Give back each line of the listing precisely as written.

#####

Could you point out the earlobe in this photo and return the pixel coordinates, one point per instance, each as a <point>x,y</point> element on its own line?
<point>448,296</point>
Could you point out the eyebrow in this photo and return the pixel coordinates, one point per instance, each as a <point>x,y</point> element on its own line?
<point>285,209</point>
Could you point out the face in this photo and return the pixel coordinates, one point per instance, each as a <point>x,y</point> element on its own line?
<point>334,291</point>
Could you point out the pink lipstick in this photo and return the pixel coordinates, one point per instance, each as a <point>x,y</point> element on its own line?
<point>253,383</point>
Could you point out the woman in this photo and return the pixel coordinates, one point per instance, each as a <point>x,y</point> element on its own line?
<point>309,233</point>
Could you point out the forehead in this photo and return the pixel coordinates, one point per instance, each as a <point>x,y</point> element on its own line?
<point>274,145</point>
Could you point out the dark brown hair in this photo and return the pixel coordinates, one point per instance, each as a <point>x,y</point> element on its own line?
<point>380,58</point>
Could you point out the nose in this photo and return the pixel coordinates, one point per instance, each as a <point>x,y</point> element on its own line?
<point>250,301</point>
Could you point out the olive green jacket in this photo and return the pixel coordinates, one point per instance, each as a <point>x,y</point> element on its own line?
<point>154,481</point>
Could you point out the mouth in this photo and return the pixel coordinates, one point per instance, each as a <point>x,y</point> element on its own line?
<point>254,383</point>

#####

__Solution to this problem__:
Could you point out the earlobe in this photo and return the pixel coordinates, one point per instance, each as a <point>x,y</point> element on its own line?
<point>448,296</point>
Could you point out the eyebrow in this photo and return the pixel coordinates, one point per instance, each as a <point>x,y</point> element on its own line?
<point>285,209</point>
Could you point out the face in this photo and return the pixel coordinates, one point per instance, each as a <point>x,y</point> element on its own line?
<point>334,291</point>
Could you point out the pink lipstick in this photo and return the pixel coordinates, one point per instance, each as a <point>x,y</point> element on its own line?
<point>253,383</point>
Could you point out the woman in this photo and return the pixel coordinates, one point per instance, each as a <point>x,y</point> element on its own line?
<point>309,233</point>
Could you point out the forehead in this photo and return the pixel coordinates, one point per instance, each as a <point>x,y</point> element on its own line?
<point>274,145</point>
Could you point out the dark brown hair in this photo and return the pixel coordinates, one point per instance, each as a <point>x,y</point> element on its own line?
<point>380,58</point>
Could you point out the nose in this photo and return the pixel coordinates, one point per instance, each as a <point>x,y</point> element on its own line?
<point>250,301</point>
Could you point out the olive green jacket in this photo and return the pixel coordinates, one point per instance, each as a <point>x,y</point> element on its own line?
<point>154,481</point>
Could you point out the mouth in this photo and return the pixel coordinates, one point per instance, each as a <point>x,y</point> element on its own line?
<point>254,383</point>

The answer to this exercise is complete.